* Start DATA SUPPLIED *

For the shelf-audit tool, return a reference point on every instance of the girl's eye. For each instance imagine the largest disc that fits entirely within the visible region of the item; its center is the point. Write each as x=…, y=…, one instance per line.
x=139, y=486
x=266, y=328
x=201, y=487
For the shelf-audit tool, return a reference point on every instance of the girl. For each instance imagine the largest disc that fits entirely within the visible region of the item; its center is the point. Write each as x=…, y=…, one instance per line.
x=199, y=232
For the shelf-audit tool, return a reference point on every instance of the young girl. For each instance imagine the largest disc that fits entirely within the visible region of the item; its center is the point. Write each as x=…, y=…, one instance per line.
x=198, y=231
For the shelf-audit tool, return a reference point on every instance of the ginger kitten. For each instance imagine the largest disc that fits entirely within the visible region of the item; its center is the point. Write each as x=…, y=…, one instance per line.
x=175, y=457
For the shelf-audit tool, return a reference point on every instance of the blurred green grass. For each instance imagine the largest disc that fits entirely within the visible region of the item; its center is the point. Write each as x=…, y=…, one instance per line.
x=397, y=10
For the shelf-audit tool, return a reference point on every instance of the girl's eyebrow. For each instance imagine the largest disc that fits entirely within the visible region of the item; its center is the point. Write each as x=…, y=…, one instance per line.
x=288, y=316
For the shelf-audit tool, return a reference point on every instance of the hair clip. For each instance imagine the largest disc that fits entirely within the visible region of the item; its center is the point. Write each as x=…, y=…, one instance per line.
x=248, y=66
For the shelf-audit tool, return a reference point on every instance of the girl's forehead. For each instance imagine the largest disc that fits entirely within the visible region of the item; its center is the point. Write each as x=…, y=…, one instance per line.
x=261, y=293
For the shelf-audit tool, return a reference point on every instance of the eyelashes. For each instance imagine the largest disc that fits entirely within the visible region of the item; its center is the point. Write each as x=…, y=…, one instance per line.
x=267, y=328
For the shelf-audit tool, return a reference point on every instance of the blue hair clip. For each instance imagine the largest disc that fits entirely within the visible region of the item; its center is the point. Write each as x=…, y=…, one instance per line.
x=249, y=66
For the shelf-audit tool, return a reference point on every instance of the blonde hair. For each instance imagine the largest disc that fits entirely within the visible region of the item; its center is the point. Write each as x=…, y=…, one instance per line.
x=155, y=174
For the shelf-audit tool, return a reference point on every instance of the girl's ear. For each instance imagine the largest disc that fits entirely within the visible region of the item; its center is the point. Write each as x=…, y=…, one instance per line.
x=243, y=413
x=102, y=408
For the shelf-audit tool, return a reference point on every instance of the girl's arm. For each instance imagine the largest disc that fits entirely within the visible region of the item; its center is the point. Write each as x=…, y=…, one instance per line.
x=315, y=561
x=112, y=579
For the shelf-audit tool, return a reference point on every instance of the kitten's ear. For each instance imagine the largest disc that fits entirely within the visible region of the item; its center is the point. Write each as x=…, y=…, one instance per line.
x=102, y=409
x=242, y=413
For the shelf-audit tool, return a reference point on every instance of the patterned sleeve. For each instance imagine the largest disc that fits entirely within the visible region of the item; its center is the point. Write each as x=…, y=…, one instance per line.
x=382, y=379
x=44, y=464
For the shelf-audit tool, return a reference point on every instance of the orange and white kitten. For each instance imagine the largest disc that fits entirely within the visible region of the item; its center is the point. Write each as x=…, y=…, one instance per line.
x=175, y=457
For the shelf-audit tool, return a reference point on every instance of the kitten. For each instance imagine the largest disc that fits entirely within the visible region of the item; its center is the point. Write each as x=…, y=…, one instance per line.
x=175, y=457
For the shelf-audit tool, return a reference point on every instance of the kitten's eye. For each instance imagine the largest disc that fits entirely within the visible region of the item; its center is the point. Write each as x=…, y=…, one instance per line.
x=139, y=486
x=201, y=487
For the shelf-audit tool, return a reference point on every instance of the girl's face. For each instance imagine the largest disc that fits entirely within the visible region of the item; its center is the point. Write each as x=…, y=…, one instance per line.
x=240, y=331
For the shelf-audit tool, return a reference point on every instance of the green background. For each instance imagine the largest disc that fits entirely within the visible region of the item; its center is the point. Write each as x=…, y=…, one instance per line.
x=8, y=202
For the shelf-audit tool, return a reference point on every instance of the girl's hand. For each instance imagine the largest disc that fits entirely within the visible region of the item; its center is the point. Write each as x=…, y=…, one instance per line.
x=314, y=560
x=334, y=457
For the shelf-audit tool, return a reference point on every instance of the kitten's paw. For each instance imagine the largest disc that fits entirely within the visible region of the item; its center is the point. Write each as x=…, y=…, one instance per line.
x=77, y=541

* End DATA SUPPLIED *
* Start DATA SUPPLIED *

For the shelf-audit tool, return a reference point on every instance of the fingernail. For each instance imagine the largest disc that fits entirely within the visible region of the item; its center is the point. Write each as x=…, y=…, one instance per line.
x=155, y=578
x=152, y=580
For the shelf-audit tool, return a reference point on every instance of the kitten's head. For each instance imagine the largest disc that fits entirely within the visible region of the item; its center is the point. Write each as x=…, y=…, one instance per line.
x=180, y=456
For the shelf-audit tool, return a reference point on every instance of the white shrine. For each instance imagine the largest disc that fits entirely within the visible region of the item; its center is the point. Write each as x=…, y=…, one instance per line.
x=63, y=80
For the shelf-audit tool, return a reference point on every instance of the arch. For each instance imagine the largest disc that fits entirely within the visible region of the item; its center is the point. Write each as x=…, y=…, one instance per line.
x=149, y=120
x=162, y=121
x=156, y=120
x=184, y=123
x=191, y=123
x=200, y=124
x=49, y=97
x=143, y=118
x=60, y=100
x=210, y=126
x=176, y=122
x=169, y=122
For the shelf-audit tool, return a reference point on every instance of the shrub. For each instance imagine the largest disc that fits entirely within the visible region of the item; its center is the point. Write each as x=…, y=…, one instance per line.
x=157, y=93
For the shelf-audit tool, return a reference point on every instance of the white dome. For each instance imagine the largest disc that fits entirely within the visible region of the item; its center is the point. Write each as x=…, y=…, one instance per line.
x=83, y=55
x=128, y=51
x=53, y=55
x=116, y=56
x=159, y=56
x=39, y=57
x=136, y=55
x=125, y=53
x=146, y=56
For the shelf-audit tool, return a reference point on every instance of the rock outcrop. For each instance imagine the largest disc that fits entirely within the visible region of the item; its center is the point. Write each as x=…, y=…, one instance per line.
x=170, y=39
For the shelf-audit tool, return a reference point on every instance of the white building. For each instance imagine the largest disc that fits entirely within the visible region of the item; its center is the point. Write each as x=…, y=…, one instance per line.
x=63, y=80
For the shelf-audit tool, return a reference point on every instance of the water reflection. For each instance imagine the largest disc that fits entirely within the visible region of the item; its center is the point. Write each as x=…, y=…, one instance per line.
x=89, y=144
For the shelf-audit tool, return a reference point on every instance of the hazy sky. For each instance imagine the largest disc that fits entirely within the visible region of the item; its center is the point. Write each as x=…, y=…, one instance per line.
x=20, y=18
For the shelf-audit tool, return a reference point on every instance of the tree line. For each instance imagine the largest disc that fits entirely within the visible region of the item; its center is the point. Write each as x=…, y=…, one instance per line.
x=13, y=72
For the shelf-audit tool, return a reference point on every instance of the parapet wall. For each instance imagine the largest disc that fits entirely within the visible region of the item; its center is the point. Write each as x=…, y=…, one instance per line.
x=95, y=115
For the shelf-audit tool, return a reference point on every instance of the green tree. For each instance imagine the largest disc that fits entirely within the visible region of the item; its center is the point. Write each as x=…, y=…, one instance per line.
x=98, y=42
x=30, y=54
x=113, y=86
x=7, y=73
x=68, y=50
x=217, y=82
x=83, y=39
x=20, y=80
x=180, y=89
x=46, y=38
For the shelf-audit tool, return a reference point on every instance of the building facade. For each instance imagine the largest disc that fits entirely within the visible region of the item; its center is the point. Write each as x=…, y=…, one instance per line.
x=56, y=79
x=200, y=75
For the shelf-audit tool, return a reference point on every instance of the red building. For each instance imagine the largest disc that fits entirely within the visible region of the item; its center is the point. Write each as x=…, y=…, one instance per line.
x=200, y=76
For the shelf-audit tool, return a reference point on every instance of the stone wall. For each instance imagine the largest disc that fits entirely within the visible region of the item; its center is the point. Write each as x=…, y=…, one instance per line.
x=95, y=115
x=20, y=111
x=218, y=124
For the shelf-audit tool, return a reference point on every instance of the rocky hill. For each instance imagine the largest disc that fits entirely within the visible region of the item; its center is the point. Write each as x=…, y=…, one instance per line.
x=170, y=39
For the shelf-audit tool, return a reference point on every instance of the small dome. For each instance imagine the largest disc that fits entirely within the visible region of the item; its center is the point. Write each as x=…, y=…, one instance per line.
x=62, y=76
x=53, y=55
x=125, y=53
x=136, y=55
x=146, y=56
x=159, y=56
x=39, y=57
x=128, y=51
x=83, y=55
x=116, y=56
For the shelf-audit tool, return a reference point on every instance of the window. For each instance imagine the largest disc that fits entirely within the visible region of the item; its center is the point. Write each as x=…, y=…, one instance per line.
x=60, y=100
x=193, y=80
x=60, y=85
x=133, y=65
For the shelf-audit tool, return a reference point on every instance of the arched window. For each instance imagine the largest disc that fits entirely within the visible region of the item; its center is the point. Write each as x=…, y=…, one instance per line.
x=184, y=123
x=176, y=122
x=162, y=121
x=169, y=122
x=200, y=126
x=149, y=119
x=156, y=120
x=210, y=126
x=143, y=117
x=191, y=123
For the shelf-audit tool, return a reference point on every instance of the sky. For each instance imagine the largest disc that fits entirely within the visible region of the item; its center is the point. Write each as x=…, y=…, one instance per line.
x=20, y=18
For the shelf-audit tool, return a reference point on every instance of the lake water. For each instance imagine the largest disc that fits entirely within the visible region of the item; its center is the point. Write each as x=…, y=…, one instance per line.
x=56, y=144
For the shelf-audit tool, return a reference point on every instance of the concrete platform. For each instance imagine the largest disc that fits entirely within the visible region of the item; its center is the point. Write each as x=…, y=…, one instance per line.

* End DATA SUPPLIED *

TASK REQUIREMENTS — Turn the lines from the one containing "of the kitten." through the one containing "x=77, y=541" into a numbered list, skipping any blank lines.

OUTPUT FOR THIS EXERCISE —
1. For the shelf-audit tool, return a reference point on every instance of the kitten. For each instance imagine the largest disc that fits entirely within the visible region of the item; its center is the point. Write each as x=…, y=…, one instance per line.
2. x=175, y=457
3. For the shelf-audit tool, return a reference point on every instance of the kitten's eye. For each instance imagine the largest disc that fits entirely within the visible region of the item; its center is the point. Write each as x=…, y=…, one instance per line.
4. x=139, y=486
5. x=201, y=487
6. For the shelf-audit tool, return a reference point on every instance of the girl's face. For each instance imagine the largest disc that fits entirely within the visible region of the item; its center is the point. Write each as x=…, y=…, one instance per line.
7. x=240, y=331
8. For the shelf-audit tool, return a reference point on every instance of the green background. For each instance imagine the largest disc that fits entirely within the visible region of the item; its center is the point. Write each as x=…, y=…, one instance per line.
9. x=8, y=202
10. For the shelf-audit tool, return a reference point on every instance of the girl's hand. For each instance imagine the largest disc that fits entirely within the visible region of the item; its center is the point. Write each as x=…, y=…, one instance per line.
11. x=314, y=560
12. x=334, y=457
13. For the shelf-audit tool, return a reference point on every instance of the kitten's paw. For each instance imagine the largest disc that fits entirely within the visible region of the item; its center is the point. Write each as x=…, y=…, one instance per line.
14. x=77, y=541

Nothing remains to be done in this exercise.